Exercise instructions: Copy out all of the data below line for line, without any changes, and leave the pictures out.

════

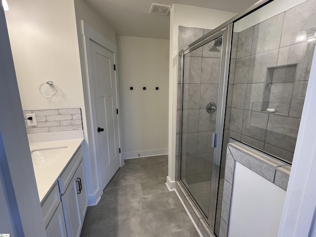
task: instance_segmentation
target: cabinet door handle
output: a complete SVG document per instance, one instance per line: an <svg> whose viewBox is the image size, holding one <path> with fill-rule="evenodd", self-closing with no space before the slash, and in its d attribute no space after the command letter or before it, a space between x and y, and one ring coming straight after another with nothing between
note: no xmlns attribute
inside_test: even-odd
<svg viewBox="0 0 316 237"><path fill-rule="evenodd" d="M80 178L77 178L77 179L79 180L80 183L79 183L79 189L80 189L80 191L82 190L82 183L81 182L81 179Z"/></svg>
<svg viewBox="0 0 316 237"><path fill-rule="evenodd" d="M81 189L80 189L80 182L78 180L76 180L76 183L77 183L77 182L78 182L78 184L79 185L79 190L78 190L78 191L79 191L79 193L78 193L78 192L77 191L77 194L79 194L81 193Z"/></svg>

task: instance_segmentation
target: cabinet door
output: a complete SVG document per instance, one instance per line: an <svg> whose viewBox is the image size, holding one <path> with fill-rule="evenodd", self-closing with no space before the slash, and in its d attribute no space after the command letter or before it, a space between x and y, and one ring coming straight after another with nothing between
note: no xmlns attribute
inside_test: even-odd
<svg viewBox="0 0 316 237"><path fill-rule="evenodd" d="M83 161L81 161L79 165L78 169L75 174L75 178L77 178L77 180L80 182L81 192L78 194L78 202L79 204L79 212L81 220L84 219L85 211L88 206L88 196L85 186L85 179L84 178L84 170L83 167Z"/></svg>
<svg viewBox="0 0 316 237"><path fill-rule="evenodd" d="M79 237L82 224L78 202L79 185L79 182L76 182L76 175L75 174L73 181L61 196L68 237Z"/></svg>
<svg viewBox="0 0 316 237"><path fill-rule="evenodd" d="M47 237L67 237L64 212L60 204L46 227Z"/></svg>

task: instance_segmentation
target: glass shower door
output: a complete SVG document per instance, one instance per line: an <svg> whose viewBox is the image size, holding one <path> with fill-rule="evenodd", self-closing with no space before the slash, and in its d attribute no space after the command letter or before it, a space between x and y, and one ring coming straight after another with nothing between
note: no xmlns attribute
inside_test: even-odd
<svg viewBox="0 0 316 237"><path fill-rule="evenodd" d="M224 80L220 78L224 78L226 32L182 55L180 177L212 229L223 135Z"/></svg>

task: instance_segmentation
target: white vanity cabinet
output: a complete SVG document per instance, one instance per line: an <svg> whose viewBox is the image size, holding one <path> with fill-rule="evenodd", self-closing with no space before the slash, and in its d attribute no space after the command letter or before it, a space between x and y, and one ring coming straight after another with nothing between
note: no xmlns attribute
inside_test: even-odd
<svg viewBox="0 0 316 237"><path fill-rule="evenodd" d="M57 209L51 218L51 221L46 227L47 237L66 237L64 212L61 203L58 205Z"/></svg>
<svg viewBox="0 0 316 237"><path fill-rule="evenodd" d="M88 205L81 147L41 202L48 237L79 237Z"/></svg>
<svg viewBox="0 0 316 237"><path fill-rule="evenodd" d="M64 212L57 182L53 185L41 205L47 237L67 237Z"/></svg>
<svg viewBox="0 0 316 237"><path fill-rule="evenodd" d="M87 206L87 197L83 171L83 166L81 162L73 177L69 186L61 196L68 237L80 236Z"/></svg>

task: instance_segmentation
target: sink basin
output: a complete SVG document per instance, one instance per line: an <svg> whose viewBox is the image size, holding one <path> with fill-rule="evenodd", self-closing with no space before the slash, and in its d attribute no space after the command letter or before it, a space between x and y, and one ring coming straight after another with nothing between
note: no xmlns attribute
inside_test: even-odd
<svg viewBox="0 0 316 237"><path fill-rule="evenodd" d="M68 146L49 147L31 151L34 168L44 168L53 164L61 156Z"/></svg>

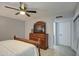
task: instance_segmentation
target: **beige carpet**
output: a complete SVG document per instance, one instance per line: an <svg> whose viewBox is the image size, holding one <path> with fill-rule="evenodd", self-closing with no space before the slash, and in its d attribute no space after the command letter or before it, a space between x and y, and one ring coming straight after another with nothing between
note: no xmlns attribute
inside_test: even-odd
<svg viewBox="0 0 79 59"><path fill-rule="evenodd" d="M70 48L65 46L56 46L54 49L41 49L41 56L75 56L76 53Z"/></svg>
<svg viewBox="0 0 79 59"><path fill-rule="evenodd" d="M47 50L41 49L41 56L58 56L58 55L59 53L54 49L47 49Z"/></svg>

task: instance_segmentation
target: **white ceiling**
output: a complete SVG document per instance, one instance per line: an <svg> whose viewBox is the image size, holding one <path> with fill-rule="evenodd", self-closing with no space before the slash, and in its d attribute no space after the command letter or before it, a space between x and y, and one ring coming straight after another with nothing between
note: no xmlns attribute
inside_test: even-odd
<svg viewBox="0 0 79 59"><path fill-rule="evenodd" d="M47 18L47 17L56 17L59 15L62 16L72 16L76 2L24 2L27 4L28 9L36 10L36 14L31 14L31 17L27 17L26 15L14 15L17 11L5 8L4 6L10 7L19 7L18 2L0 2L0 16L6 16L19 20L28 20L28 19L39 19L39 18Z"/></svg>

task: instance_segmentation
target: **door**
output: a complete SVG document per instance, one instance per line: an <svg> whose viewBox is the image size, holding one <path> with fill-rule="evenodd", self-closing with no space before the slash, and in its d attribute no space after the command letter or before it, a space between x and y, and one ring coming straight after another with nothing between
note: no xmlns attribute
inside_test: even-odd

════

Reply to the task:
task: instance_segmentation
target: cabinet door handle
output: a complete SVG document per instance, one instance per line: an <svg> whose viewBox is the image size, holding one <path> with fill-rule="evenodd", self-closing with no space before the slash, and in its d attribute no space after the command letter or before it, a space between x and y, and one ring coming straight after another with nothing between
note: no xmlns attribute
inside_test: even-odd
<svg viewBox="0 0 316 237"><path fill-rule="evenodd" d="M80 178L77 178L77 179L79 180L80 183L79 183L79 189L80 189L80 191L82 190L82 183L81 182L81 179Z"/></svg>
<svg viewBox="0 0 316 237"><path fill-rule="evenodd" d="M81 189L80 189L80 182L78 180L76 180L76 183L77 183L77 182L78 182L78 184L79 185L79 190L78 190L78 191L79 191L79 193L78 193L78 192L77 191L77 194L79 194L81 193Z"/></svg>

task: instance_segmentation
target: cabinet door
output: a complete SVG document per instance, one instance per line: an <svg> whose viewBox is the image size, holding one <path> with fill-rule="evenodd", self-closing with no space before the slash, and in its d attribute no space after the command letter or before it, a space between x and y, and one ring coming straight after another with nothing between
note: no xmlns attribute
inside_test: even-odd
<svg viewBox="0 0 316 237"><path fill-rule="evenodd" d="M83 161L81 161L79 165L78 169L75 174L75 178L77 178L77 180L80 182L81 192L78 194L78 202L79 204L79 212L81 220L84 219L85 211L88 206L88 196L85 186L85 179L84 178L84 170L83 167Z"/></svg>
<svg viewBox="0 0 316 237"><path fill-rule="evenodd" d="M79 237L82 224L78 202L79 185L79 182L76 182L76 175L75 174L73 181L61 196L68 237Z"/></svg>
<svg viewBox="0 0 316 237"><path fill-rule="evenodd" d="M47 237L67 237L64 212L60 204L46 227Z"/></svg>

task: instance_segmentation
target: glass shower door
output: a complete SVG document per instance, one instance per line: an <svg> whose viewBox is the image size, holding one <path> with fill-rule="evenodd", self-closing with no space before the slash, and in its d attribute no space after the command letter or before it, a space between x and y, and one ring coming straight after another with nothing between
note: no xmlns attribute
inside_test: even-odd
<svg viewBox="0 0 316 237"><path fill-rule="evenodd" d="M224 80L220 78L224 78L226 32L182 55L180 177L212 229L223 135Z"/></svg>

task: instance_segmentation
target: white vanity cabinet
output: a complete SVG document per instance, one instance per line: an <svg> whose viewBox is the image size, holding one <path> with fill-rule="evenodd", self-closing with no space before the slash, and in its d attribute no space after the command letter or before it, a space between x and y, and one ring coming straight after another with nothing between
note: no xmlns attribute
inside_test: even-odd
<svg viewBox="0 0 316 237"><path fill-rule="evenodd" d="M57 209L51 218L51 221L46 227L47 237L66 237L64 212L61 203L58 205Z"/></svg>
<svg viewBox="0 0 316 237"><path fill-rule="evenodd" d="M88 205L81 147L41 202L48 237L79 237Z"/></svg>
<svg viewBox="0 0 316 237"><path fill-rule="evenodd" d="M64 212L57 182L53 185L41 205L47 237L67 237Z"/></svg>
<svg viewBox="0 0 316 237"><path fill-rule="evenodd" d="M87 206L87 197L83 171L83 166L81 162L73 177L69 186L61 196L68 237L80 236Z"/></svg>

task: instance_segmentation
target: sink basin
output: a complete SVG document per instance, one instance per line: an <svg> whose viewBox is the image size, holding one <path> with fill-rule="evenodd", self-closing with no space before the slash, and in its d attribute no space after the command letter or before it, a space between x and y, and one ring coming straight after another with nothing between
note: no xmlns attribute
inside_test: even-odd
<svg viewBox="0 0 316 237"><path fill-rule="evenodd" d="M68 146L49 147L31 151L34 168L44 168L53 164L61 156Z"/></svg>

task: instance_segmentation
target: **beige carpet**
output: a complete SVG document per instance, one instance per line: an <svg> whose viewBox is the image size, holding one <path> with fill-rule="evenodd", self-closing with no space before the slash, and in its d attribute no space after the command letter or before it, a space between x and y, and one ring coming straight after another with nothing between
note: no xmlns attribute
inside_test: even-odd
<svg viewBox="0 0 79 59"><path fill-rule="evenodd" d="M70 48L65 46L56 46L54 49L41 49L41 56L75 56L76 53Z"/></svg>
<svg viewBox="0 0 79 59"><path fill-rule="evenodd" d="M47 50L41 49L41 56L58 56L58 55L59 53L54 49L47 49Z"/></svg>

task: instance_segmentation
target: **white ceiling**
output: a complete SVG document per instance, one instance per line: an <svg> whose viewBox is the image size, holding one <path> with fill-rule="evenodd", self-closing with no space before the slash, and in its d attribute no space after the command letter or before it, a space between x and y, and one ring coming straight after another with nothing between
note: no xmlns attribute
inside_test: even-odd
<svg viewBox="0 0 79 59"><path fill-rule="evenodd" d="M47 18L47 17L56 17L59 15L62 16L72 16L76 2L24 2L27 4L28 9L36 10L36 14L31 14L31 17L27 17L26 15L14 15L17 11L5 8L4 6L10 7L19 7L18 2L0 2L0 16L6 16L19 20L28 20L28 19L39 19L39 18Z"/></svg>

task: instance_segmentation
target: **door**
output: a complete SVG document per instance, one instance per line: an <svg> whose viewBox is the image size, holding one <path> with fill-rule="evenodd", self-closing with no space before the slash, and in its d attribute no space after the command letter or before it, a space between x and y, and one ring coming straight after another with nothing between
note: no xmlns attribute
inside_test: even-odd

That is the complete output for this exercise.